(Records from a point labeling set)
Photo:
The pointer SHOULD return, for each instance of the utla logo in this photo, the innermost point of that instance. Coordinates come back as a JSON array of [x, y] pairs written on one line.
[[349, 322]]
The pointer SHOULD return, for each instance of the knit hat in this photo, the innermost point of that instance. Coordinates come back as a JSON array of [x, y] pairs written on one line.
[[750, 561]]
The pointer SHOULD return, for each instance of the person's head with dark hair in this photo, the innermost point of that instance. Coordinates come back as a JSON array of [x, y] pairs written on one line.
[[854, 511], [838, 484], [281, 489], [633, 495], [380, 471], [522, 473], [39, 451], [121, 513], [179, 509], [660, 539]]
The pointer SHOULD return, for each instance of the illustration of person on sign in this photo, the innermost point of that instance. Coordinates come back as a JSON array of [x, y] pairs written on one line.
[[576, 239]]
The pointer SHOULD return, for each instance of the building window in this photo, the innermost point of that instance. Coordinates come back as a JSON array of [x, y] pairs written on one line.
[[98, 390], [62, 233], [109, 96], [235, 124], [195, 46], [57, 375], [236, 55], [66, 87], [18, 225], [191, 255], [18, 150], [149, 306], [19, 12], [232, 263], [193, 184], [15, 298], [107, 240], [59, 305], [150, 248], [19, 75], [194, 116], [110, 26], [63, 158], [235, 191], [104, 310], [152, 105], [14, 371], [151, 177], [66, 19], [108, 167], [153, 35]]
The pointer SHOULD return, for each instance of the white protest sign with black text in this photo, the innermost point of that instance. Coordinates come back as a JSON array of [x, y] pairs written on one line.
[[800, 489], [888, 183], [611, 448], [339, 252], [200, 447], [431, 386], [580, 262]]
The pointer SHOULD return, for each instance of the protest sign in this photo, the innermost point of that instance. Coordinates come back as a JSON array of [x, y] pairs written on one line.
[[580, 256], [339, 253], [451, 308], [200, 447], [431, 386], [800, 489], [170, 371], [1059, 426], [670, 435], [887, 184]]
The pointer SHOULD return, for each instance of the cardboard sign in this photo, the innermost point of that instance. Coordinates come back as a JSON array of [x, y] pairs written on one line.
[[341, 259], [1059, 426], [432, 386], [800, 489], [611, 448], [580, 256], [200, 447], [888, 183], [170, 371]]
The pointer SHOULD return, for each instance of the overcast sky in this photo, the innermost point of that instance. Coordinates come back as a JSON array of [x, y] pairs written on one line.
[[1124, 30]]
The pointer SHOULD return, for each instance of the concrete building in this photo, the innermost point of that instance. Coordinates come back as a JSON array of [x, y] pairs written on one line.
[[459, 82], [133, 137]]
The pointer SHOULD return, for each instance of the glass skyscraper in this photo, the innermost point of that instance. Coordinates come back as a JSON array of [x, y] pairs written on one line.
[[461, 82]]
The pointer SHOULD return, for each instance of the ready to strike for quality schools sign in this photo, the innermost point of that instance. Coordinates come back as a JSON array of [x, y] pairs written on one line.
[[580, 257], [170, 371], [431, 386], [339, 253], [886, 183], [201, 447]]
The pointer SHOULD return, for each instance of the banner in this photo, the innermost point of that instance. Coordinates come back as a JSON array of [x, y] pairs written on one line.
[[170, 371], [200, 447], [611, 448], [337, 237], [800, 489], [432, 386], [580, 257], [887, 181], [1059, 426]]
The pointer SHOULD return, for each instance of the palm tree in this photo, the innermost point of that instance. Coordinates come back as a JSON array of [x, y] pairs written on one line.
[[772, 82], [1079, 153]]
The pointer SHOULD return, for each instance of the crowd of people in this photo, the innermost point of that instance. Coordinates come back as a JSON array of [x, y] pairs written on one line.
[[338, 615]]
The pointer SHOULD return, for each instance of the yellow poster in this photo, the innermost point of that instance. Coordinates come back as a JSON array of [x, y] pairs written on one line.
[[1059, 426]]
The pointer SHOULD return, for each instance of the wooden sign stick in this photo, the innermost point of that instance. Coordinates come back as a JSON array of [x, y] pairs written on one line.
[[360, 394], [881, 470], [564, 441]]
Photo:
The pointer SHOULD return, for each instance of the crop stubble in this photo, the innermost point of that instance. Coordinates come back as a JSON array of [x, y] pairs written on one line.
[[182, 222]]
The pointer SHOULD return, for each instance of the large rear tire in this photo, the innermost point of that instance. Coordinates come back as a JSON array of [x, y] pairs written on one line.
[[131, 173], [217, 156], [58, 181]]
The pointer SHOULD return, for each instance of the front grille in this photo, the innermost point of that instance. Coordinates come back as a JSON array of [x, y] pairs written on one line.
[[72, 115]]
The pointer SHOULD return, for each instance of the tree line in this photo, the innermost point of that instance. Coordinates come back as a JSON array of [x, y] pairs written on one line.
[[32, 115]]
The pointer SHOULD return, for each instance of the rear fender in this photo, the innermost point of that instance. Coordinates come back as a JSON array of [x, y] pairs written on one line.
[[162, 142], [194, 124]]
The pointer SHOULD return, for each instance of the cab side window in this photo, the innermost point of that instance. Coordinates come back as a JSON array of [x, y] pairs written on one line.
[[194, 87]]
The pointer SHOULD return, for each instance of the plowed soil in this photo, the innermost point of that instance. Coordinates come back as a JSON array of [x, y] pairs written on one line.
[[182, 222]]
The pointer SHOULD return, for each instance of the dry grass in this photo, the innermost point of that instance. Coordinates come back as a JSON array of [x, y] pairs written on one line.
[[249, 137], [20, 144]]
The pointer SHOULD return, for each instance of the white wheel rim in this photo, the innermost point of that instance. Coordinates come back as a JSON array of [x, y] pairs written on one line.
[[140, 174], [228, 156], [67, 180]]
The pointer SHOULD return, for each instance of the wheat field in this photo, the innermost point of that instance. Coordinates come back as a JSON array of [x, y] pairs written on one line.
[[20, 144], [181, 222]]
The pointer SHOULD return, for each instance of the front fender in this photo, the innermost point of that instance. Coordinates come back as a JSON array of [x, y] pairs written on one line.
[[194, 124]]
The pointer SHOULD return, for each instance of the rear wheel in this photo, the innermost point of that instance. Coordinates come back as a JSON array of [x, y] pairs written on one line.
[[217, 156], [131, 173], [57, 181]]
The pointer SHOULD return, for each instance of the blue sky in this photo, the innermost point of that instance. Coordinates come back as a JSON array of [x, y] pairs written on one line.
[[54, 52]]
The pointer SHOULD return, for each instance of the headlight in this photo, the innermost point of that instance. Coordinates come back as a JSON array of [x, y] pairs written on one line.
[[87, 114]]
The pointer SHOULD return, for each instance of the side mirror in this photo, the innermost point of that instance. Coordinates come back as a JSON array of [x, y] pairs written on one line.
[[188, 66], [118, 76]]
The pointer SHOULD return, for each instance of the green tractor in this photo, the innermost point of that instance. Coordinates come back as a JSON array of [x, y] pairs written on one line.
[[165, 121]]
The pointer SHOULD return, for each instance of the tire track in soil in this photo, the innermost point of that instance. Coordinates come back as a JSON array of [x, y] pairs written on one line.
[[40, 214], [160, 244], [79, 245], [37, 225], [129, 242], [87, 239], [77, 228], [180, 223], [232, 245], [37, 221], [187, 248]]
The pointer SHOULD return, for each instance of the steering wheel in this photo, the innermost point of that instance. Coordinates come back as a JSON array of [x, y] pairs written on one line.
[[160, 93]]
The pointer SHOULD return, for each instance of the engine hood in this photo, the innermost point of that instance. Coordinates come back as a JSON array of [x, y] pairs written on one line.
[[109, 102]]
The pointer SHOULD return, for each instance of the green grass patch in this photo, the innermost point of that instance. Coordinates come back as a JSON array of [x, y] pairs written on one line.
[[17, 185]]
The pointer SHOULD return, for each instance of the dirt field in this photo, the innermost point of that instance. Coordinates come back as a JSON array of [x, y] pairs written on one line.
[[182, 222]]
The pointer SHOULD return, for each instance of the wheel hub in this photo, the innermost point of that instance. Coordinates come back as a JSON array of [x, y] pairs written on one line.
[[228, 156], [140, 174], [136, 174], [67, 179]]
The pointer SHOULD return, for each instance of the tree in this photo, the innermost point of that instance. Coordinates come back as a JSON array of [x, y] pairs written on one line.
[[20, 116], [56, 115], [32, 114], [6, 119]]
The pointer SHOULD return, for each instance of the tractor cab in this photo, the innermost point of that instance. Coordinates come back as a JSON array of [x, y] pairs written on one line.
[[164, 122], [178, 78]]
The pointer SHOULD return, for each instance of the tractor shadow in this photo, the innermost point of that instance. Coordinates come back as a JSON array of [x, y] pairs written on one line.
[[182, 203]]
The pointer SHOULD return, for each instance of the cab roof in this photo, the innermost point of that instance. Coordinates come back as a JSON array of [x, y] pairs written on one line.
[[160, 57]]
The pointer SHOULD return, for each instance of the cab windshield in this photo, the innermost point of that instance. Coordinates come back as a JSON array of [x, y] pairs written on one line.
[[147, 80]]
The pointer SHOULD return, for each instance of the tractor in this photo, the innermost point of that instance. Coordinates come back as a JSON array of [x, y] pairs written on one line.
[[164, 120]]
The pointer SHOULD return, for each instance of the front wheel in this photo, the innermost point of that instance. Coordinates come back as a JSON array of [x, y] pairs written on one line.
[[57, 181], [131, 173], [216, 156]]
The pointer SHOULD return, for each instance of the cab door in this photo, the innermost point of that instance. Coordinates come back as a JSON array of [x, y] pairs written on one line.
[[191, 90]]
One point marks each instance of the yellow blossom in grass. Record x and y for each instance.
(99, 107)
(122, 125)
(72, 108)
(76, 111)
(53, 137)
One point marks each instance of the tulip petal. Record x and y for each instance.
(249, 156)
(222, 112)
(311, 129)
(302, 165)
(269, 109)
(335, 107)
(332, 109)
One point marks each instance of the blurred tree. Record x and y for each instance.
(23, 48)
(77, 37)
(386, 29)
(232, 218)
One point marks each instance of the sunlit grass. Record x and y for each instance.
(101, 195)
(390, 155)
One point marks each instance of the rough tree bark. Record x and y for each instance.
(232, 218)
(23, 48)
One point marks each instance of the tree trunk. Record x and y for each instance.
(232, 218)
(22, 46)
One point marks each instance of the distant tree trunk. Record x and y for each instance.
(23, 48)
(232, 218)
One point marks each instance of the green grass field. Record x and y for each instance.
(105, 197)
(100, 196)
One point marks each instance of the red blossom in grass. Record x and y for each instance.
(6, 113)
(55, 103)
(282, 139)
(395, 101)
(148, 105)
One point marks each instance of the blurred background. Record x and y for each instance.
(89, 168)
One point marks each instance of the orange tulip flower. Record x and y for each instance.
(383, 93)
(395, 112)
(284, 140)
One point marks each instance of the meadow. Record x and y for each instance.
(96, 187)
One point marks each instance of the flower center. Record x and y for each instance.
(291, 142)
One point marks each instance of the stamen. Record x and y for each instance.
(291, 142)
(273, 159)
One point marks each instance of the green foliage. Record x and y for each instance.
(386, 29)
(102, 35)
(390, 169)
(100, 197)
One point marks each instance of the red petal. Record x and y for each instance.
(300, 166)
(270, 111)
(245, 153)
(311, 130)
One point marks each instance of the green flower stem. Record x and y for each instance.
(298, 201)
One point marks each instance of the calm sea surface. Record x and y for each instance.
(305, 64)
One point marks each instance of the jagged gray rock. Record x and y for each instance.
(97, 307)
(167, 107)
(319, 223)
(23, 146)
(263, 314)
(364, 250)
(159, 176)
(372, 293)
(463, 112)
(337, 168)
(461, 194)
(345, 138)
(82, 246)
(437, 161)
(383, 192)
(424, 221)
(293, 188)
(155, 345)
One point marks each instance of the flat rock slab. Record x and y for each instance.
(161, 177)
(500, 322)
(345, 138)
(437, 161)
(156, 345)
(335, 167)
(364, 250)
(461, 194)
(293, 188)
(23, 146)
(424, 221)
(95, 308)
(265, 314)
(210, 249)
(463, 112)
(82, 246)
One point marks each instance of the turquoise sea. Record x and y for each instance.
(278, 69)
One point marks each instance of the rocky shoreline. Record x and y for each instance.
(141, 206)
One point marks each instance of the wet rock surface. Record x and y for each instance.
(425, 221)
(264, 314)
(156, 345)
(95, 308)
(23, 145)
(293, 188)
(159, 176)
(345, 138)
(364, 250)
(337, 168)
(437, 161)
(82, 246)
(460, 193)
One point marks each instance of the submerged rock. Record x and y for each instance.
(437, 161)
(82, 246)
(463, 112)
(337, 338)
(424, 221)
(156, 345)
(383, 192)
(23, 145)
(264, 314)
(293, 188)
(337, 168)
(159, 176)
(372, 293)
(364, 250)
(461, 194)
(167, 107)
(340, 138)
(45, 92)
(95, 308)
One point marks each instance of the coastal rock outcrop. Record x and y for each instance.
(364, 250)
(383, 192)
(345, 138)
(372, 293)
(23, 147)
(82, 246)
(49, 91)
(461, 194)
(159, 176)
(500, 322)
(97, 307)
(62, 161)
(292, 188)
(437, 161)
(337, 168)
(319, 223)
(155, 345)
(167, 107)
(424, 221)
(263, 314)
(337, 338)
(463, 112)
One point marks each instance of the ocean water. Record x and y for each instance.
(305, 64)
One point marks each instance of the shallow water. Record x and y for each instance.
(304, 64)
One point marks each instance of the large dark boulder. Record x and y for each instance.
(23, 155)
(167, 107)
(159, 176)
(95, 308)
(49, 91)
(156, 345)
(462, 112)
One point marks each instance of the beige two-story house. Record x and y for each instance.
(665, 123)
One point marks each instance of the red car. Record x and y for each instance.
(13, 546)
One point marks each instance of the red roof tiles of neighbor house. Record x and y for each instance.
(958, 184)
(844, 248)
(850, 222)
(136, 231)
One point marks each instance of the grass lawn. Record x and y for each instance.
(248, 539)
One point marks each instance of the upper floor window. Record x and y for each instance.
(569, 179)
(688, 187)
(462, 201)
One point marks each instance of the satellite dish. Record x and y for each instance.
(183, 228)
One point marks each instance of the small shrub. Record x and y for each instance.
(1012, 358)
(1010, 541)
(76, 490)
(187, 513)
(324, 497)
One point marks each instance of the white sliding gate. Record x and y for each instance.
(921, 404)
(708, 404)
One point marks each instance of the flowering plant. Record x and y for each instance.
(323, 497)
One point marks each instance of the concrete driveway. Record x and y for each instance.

:: What is asked ::
Quote the records word for word, starting at their beginning and ending at the line that contains "[[750, 561]]".

:: Task solution ::
Photo:
The pointer SHOULD return, for each instance of the utla logo in this photo, the innermost point of that instance. Coordinates come back as a JSON array of [x, y] pairs written on one line.
[[349, 322]]
The pointer SHOULD return, for each instance of the knit hat in this photo, the innermost point of that instance. Coordinates come back as a JSON array of [x, y] pairs written on one line.
[[750, 561]]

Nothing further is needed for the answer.